→ **Excerpted passage**
^^^^

Studio album by Jen Trynin
- Released: 1994
- Recorded: 1994
- Genre: Indie rock, alternative rock
- Label: Squint, Warner Bros.
- Producer: Mike Denneen

Jen Trynin chronology
|  | Cockamamie (1994) | Gun Shy, Trigger Happy (1997) |

Singles from Cockamamie
- "Better Than Nothing" Released: 1995;

= Cockamamie =

Cockamamie is the debut album from Boston-based musician Jen Trynin. First released in 1994, the album failed to do well on the charts when re-released by Warner Bros. Records in 1995, in spite of positive reviews. "Better Than Nothing" was released as a single.

The story of how this album came to be and the process regarding its release on Warner Bros. is chronicled in Trynin's 2006 book Everything I'm Cracked Up to Be.

^^^^

→ **Supplied data**
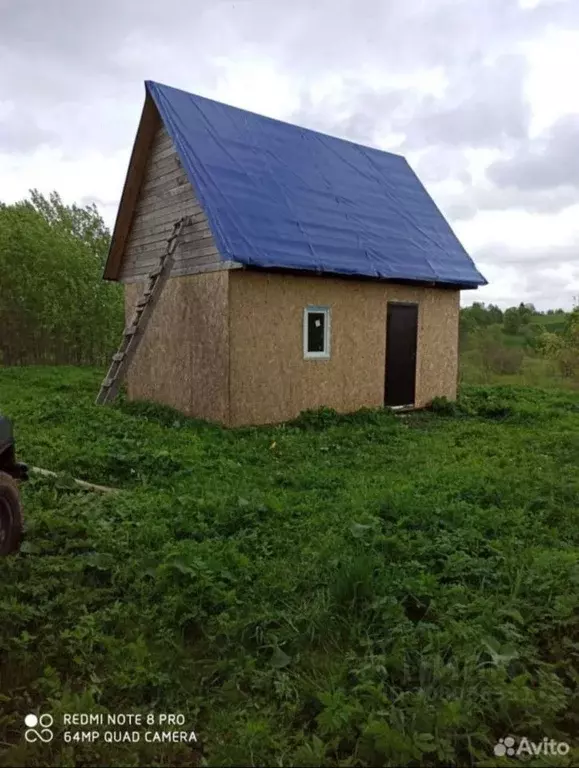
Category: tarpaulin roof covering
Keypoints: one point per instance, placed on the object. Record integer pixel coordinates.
(280, 196)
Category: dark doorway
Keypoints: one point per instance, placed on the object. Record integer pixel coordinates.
(401, 339)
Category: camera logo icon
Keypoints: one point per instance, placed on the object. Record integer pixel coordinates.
(38, 728)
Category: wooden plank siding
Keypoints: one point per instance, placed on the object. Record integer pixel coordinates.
(165, 196)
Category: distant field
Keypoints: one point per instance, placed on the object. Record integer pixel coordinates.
(361, 590)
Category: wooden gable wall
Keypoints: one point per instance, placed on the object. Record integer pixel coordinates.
(164, 197)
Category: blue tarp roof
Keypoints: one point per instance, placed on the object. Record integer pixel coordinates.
(280, 196)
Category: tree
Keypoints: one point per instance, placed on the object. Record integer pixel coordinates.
(512, 321)
(54, 305)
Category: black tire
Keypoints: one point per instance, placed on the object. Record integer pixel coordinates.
(10, 515)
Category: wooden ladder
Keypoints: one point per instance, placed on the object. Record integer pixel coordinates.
(144, 309)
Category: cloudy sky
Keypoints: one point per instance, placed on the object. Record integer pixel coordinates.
(482, 96)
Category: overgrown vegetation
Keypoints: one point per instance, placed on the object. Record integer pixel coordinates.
(54, 305)
(519, 346)
(363, 590)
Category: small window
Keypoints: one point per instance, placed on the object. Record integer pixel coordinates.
(317, 332)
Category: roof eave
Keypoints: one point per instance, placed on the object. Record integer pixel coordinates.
(148, 125)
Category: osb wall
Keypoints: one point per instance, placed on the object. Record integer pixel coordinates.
(269, 379)
(183, 358)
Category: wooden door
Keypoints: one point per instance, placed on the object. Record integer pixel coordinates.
(401, 344)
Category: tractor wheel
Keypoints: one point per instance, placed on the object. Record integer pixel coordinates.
(10, 515)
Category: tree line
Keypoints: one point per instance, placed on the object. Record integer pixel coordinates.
(501, 340)
(55, 307)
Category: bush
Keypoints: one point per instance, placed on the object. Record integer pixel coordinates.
(502, 359)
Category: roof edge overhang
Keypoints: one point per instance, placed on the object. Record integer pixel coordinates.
(148, 125)
(443, 285)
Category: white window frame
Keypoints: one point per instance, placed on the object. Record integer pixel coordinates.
(326, 311)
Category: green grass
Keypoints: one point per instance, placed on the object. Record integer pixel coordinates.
(358, 590)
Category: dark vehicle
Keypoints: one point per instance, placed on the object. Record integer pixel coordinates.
(10, 509)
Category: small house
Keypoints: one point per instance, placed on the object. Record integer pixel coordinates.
(312, 272)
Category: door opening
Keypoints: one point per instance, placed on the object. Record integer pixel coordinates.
(401, 344)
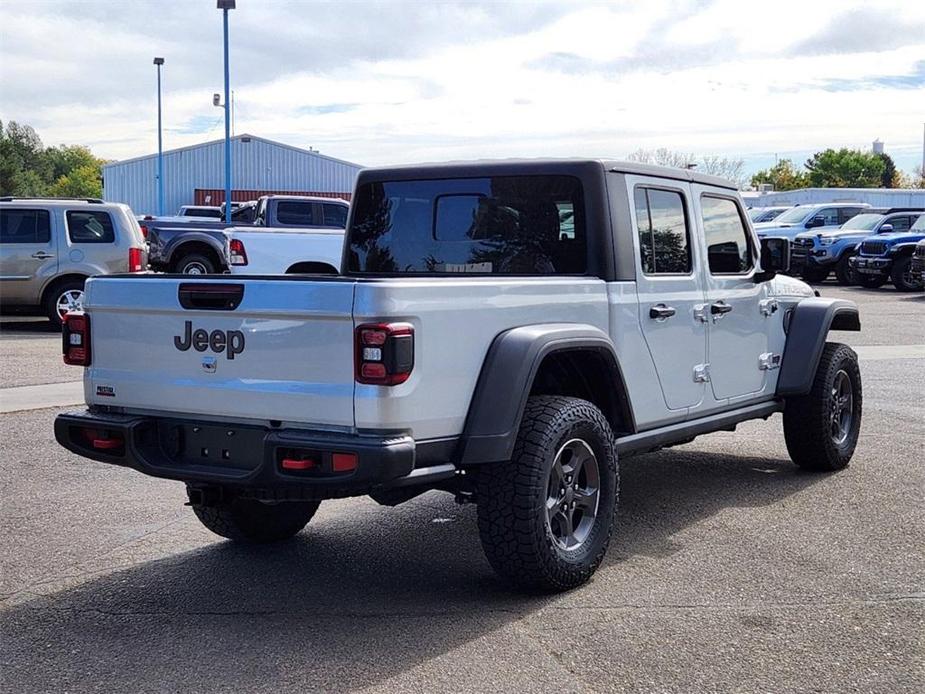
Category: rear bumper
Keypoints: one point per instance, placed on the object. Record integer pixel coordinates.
(250, 457)
(871, 266)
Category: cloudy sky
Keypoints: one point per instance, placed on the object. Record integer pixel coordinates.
(384, 82)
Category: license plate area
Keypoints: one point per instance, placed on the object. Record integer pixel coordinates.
(197, 444)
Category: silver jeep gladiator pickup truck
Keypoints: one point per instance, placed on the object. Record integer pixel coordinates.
(503, 331)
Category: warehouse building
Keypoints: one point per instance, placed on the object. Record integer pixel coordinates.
(196, 174)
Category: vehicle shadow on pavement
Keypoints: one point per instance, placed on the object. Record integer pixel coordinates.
(354, 600)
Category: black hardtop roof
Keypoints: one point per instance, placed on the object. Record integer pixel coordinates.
(527, 167)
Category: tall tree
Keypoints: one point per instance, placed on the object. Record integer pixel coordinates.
(783, 176)
(845, 168)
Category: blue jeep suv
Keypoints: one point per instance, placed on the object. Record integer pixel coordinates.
(816, 254)
(889, 257)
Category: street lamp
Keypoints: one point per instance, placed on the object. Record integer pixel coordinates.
(160, 144)
(224, 6)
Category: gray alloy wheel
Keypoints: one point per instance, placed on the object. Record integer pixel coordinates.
(842, 408)
(573, 494)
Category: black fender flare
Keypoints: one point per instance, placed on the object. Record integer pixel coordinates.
(507, 375)
(808, 326)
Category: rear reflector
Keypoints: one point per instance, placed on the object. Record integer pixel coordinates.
(75, 339)
(384, 353)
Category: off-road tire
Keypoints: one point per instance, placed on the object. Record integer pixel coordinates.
(183, 265)
(843, 272)
(511, 496)
(815, 275)
(871, 281)
(252, 521)
(808, 418)
(899, 273)
(54, 293)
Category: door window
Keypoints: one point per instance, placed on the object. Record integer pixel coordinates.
(294, 213)
(90, 226)
(664, 238)
(24, 226)
(728, 248)
(334, 215)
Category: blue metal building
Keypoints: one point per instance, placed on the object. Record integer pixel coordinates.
(195, 174)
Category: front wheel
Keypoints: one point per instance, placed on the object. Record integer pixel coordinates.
(258, 522)
(821, 428)
(902, 276)
(545, 517)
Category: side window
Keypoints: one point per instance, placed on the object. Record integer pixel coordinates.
(728, 248)
(334, 215)
(294, 213)
(664, 238)
(90, 226)
(24, 226)
(846, 213)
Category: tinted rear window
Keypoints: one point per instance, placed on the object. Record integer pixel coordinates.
(24, 226)
(526, 225)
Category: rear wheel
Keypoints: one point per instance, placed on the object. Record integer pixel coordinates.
(195, 264)
(821, 428)
(902, 276)
(545, 518)
(249, 520)
(845, 274)
(63, 297)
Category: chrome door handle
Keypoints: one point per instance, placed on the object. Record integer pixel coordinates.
(661, 312)
(719, 309)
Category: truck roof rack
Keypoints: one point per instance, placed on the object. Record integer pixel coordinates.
(14, 198)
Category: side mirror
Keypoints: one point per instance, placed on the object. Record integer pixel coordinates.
(775, 258)
(815, 222)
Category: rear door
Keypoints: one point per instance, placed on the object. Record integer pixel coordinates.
(738, 330)
(248, 349)
(28, 253)
(670, 287)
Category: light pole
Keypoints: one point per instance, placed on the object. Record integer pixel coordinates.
(160, 144)
(224, 6)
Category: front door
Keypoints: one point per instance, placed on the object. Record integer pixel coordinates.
(670, 287)
(27, 254)
(738, 320)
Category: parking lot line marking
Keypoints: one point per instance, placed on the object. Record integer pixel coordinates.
(40, 397)
(879, 352)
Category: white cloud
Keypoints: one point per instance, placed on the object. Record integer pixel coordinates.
(465, 81)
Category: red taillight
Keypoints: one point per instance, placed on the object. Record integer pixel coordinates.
(236, 252)
(75, 338)
(134, 260)
(384, 353)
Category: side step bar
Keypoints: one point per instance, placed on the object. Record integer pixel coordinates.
(681, 432)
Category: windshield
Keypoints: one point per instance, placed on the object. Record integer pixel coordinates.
(527, 225)
(864, 222)
(797, 214)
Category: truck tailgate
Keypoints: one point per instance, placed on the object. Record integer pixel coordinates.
(283, 352)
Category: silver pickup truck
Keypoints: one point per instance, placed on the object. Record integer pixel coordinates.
(504, 332)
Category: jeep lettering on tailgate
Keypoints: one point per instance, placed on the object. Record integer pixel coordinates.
(229, 341)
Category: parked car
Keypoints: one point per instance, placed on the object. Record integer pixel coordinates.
(199, 249)
(50, 246)
(917, 268)
(889, 257)
(827, 217)
(283, 251)
(206, 211)
(816, 254)
(502, 331)
(765, 214)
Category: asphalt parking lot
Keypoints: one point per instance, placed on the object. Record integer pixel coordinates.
(730, 570)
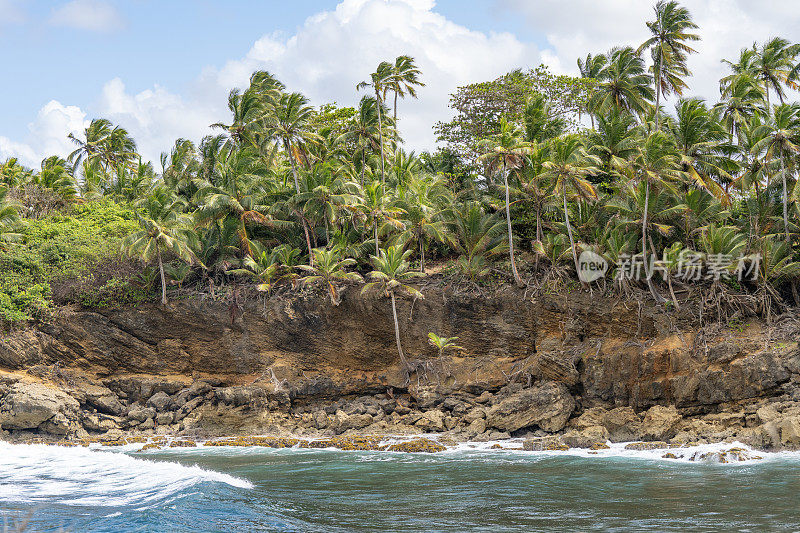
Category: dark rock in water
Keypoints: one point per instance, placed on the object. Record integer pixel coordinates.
(548, 406)
(30, 405)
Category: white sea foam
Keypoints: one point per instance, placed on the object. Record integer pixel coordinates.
(79, 476)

^^^^

→ **Exercises to complete**
**A)** Reproduce the passage of the Cockamamie article from "Cockamamie is the" up to and including "Cracked Up to Be.".
**B)** Continue the Cockamamie article from the point where it stops.

→ **The replies**
**A)**
Cockamamie is the debut album from Boston-based musician Jen Trynin. First released in 1994, the album failed to do well on the charts when re-released by Warner Bros. Records in 1995, in spite of positive reviews. "Better Than Nothing" was released as a single.

The story of how this album came to be and the process regarding its release on Warner Bros. is chronicled in Trynin's 2006 book Everything I'm Cracked Up to Be.

**B)**
==Critical reception==

Billboard called the album "one of the year's best debuts."

Professional ratings
Review scores
| Source | Rating |
| AllMusic | Star Half star |
| Robert Christgau | (neither) |
| Los Angeles Times | Star Half star |
| Spin | 5/10 |

==Track listing==
All songs written by Jen Trynin.
1. "Happier"
2. "Better Than Nothing"
3. "Everything Is Different Now"
4. "One Year Down"
5. "Snow"
6. "All This Could Be Yours"
7. "Too Bad You're Such a Loser"
8. "Knock Me Down"
9. "If I Had Anything to Say (Don't You Think I Would Have Said It All?)"
10. "Beg"
11. "Do It Alone"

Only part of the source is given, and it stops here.